→ **Task brief**
Which lines in the data below contain the string "church"? Report each one in full, treating the match as case-sensitive.

→ **Dataset excerpt**
● ● ●
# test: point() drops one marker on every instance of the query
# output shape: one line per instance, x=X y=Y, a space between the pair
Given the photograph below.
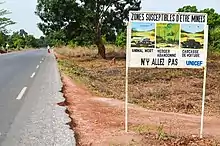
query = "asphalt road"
x=29 y=93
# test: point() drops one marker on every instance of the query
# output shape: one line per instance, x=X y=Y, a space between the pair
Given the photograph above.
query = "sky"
x=23 y=10
x=140 y=26
x=193 y=28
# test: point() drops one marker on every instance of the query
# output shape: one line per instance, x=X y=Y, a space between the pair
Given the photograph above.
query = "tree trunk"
x=101 y=49
x=99 y=42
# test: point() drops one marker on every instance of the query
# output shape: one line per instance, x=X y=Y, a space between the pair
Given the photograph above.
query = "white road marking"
x=21 y=93
x=33 y=75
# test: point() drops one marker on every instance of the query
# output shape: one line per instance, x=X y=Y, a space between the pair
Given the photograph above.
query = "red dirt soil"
x=100 y=121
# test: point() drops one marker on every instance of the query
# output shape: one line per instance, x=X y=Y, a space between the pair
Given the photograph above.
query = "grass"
x=169 y=90
x=173 y=90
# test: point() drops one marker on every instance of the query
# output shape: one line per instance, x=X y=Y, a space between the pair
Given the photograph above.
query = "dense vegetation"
x=85 y=22
x=18 y=40
x=96 y=22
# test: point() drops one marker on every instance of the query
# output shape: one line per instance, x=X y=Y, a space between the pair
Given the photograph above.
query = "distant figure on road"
x=48 y=49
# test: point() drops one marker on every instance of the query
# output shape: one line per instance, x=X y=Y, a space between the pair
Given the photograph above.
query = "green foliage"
x=121 y=39
x=85 y=22
x=4 y=21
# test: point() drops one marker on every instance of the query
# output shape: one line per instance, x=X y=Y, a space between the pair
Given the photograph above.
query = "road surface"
x=29 y=93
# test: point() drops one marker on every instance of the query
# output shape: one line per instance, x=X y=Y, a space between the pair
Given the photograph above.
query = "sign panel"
x=167 y=40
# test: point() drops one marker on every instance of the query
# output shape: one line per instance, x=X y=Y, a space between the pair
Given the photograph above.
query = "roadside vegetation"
x=18 y=40
x=90 y=47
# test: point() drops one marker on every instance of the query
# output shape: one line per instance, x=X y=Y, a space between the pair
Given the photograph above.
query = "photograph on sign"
x=143 y=35
x=167 y=35
x=192 y=36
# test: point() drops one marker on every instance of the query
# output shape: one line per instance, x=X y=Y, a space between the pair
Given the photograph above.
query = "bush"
x=121 y=39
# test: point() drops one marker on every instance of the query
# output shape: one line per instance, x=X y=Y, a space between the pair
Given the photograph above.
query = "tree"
x=4 y=21
x=87 y=20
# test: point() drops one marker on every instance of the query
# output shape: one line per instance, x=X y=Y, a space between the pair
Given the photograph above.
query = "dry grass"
x=173 y=90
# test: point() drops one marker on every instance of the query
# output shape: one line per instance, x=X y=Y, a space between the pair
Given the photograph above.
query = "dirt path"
x=100 y=121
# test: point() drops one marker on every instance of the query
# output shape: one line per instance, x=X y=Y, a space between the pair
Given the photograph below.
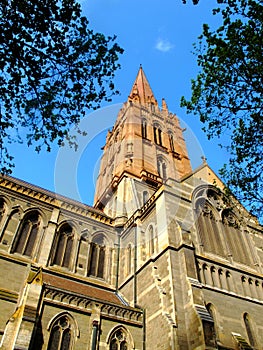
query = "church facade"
x=163 y=260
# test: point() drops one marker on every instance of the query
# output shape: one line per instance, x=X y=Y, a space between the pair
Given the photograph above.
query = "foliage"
x=227 y=94
x=52 y=67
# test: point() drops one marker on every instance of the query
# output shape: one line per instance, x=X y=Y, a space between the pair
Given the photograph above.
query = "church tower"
x=144 y=149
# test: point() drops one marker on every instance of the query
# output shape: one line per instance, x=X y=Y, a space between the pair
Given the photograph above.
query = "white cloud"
x=163 y=45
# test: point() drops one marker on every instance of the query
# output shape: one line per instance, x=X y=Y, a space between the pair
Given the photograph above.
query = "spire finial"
x=141 y=91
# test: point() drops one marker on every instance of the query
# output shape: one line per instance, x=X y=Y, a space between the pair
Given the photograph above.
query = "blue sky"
x=160 y=36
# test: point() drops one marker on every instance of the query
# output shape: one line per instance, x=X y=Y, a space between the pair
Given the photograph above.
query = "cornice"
x=85 y=304
x=52 y=199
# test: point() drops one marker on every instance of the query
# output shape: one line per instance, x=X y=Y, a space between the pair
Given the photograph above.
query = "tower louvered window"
x=144 y=129
x=64 y=245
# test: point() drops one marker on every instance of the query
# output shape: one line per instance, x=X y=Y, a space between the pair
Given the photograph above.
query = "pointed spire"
x=141 y=91
x=164 y=105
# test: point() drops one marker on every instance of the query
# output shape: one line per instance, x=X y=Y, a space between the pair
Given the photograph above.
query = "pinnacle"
x=141 y=91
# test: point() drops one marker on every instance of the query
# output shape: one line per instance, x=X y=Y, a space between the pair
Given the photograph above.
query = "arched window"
x=236 y=238
x=129 y=259
x=27 y=234
x=97 y=256
x=249 y=330
x=171 y=141
x=61 y=334
x=157 y=134
x=207 y=221
x=120 y=340
x=145 y=196
x=2 y=209
x=64 y=245
x=152 y=240
x=144 y=129
x=210 y=326
x=162 y=169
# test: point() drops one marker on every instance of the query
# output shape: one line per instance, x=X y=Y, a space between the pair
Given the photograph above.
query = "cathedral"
x=163 y=260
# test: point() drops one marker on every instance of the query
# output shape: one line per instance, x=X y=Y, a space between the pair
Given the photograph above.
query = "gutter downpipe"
x=95 y=326
x=118 y=260
x=135 y=267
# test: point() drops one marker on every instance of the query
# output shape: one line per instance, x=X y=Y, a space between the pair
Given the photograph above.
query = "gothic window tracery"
x=61 y=334
x=208 y=225
x=152 y=240
x=145 y=196
x=162 y=168
x=157 y=134
x=64 y=246
x=249 y=330
x=2 y=209
x=235 y=237
x=27 y=234
x=97 y=256
x=144 y=129
x=171 y=140
x=119 y=340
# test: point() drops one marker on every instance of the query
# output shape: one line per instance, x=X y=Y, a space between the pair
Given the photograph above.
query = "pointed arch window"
x=120 y=340
x=144 y=129
x=129 y=259
x=64 y=246
x=2 y=209
x=171 y=141
x=61 y=334
x=207 y=221
x=97 y=257
x=145 y=196
x=27 y=234
x=209 y=326
x=236 y=239
x=249 y=330
x=162 y=168
x=157 y=134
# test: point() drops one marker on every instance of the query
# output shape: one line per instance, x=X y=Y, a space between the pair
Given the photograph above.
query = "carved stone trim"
x=81 y=302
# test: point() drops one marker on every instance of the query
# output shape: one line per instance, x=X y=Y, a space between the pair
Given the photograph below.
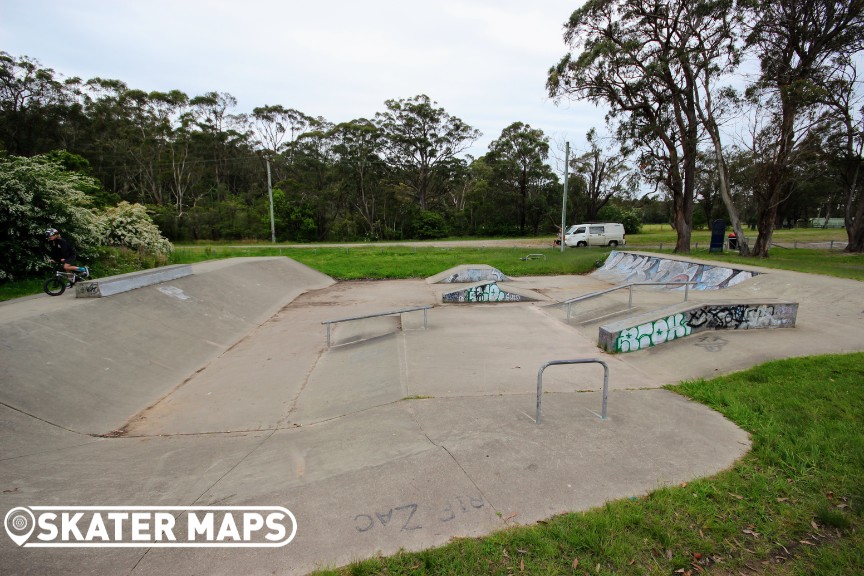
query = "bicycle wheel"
x=54 y=286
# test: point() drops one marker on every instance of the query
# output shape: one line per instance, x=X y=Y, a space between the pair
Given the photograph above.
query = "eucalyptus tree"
x=32 y=105
x=796 y=42
x=644 y=59
x=421 y=138
x=358 y=146
x=845 y=103
x=518 y=159
x=221 y=132
x=606 y=174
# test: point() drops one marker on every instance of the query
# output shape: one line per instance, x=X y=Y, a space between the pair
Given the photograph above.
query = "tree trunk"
x=743 y=246
x=771 y=200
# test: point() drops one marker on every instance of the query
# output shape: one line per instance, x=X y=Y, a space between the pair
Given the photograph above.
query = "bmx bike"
x=57 y=284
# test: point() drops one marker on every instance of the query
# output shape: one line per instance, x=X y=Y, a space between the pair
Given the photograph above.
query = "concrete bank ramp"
x=624 y=267
x=88 y=365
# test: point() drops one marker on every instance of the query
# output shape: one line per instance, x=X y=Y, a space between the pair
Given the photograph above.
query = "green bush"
x=129 y=226
x=35 y=194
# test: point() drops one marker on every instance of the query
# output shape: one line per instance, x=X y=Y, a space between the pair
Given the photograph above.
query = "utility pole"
x=270 y=192
x=564 y=199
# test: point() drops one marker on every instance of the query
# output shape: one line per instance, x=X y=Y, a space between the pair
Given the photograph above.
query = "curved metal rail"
x=578 y=361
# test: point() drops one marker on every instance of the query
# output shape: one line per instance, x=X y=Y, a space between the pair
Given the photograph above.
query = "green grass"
x=351 y=262
x=793 y=505
x=365 y=262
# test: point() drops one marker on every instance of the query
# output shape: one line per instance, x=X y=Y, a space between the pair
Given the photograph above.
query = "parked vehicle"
x=601 y=234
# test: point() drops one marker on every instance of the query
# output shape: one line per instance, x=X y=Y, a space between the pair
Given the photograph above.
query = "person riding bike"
x=64 y=252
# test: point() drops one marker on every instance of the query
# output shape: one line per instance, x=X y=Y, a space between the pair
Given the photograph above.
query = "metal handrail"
x=578 y=361
x=425 y=309
x=629 y=286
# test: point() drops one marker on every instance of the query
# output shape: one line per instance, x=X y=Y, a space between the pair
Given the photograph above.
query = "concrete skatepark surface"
x=218 y=389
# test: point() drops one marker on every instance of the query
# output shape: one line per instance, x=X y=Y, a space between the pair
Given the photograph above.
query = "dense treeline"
x=202 y=168
x=676 y=75
x=695 y=138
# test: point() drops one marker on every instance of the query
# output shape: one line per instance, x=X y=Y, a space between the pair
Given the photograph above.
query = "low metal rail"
x=629 y=286
x=425 y=309
x=578 y=361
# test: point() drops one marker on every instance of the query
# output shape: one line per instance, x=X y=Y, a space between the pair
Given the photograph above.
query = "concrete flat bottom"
x=396 y=437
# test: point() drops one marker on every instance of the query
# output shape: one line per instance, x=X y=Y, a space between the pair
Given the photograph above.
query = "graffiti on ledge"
x=485 y=293
x=707 y=317
x=652 y=333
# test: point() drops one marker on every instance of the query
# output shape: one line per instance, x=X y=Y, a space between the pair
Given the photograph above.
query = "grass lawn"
x=793 y=505
x=371 y=262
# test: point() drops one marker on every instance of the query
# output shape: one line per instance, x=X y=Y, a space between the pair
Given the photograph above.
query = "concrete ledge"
x=489 y=292
x=467 y=273
x=125 y=282
x=681 y=320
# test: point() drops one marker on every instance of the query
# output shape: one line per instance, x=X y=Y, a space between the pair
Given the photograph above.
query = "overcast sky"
x=483 y=61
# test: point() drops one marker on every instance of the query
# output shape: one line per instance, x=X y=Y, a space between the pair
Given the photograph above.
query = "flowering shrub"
x=37 y=193
x=130 y=226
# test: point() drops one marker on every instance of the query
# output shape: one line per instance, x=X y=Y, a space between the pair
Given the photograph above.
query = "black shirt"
x=62 y=250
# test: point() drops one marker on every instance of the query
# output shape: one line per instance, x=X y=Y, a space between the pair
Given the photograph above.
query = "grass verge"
x=370 y=262
x=793 y=505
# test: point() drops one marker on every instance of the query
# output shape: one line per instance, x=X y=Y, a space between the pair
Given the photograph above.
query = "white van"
x=602 y=234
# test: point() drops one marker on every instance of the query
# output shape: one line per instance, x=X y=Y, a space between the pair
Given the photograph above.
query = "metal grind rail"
x=578 y=361
x=629 y=286
x=425 y=309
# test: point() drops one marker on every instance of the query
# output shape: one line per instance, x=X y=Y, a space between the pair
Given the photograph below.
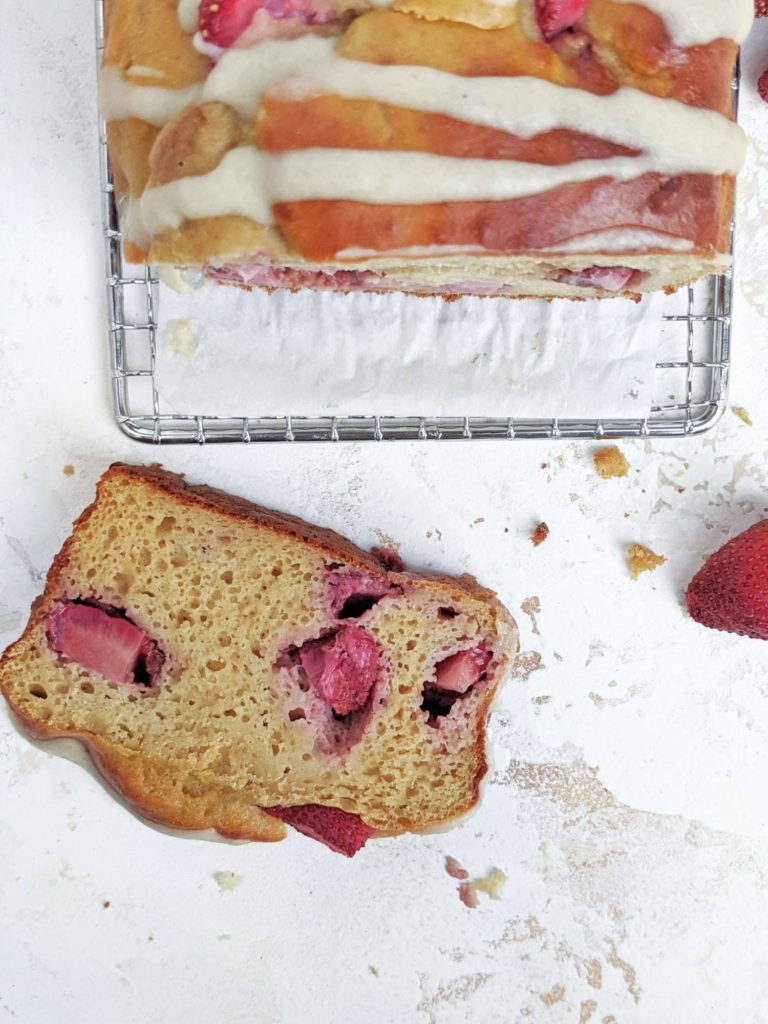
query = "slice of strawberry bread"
x=232 y=668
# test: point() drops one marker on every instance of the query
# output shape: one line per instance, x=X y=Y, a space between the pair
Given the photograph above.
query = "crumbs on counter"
x=642 y=559
x=491 y=884
x=179 y=339
x=540 y=535
x=226 y=881
x=610 y=462
x=455 y=869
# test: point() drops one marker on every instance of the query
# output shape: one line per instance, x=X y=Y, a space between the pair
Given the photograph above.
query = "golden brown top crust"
x=195 y=142
x=328 y=541
x=615 y=45
x=146 y=34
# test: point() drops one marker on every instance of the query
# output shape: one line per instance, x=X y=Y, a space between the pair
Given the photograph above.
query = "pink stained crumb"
x=467 y=895
x=458 y=673
x=342 y=668
x=455 y=869
x=388 y=558
x=609 y=279
x=265 y=275
x=339 y=830
x=351 y=592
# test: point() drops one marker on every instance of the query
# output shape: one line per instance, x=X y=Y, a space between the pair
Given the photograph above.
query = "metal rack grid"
x=698 y=371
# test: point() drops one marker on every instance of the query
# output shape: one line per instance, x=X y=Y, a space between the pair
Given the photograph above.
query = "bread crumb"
x=226 y=881
x=609 y=462
x=179 y=339
x=540 y=535
x=642 y=559
x=741 y=413
x=491 y=884
x=455 y=869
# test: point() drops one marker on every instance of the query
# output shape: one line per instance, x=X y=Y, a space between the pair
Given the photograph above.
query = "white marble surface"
x=628 y=801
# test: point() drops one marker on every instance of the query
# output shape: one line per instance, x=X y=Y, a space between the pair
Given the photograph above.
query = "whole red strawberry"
x=730 y=592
● ● ●
→ **Task answer**
query = "church facade"
query = "church tower"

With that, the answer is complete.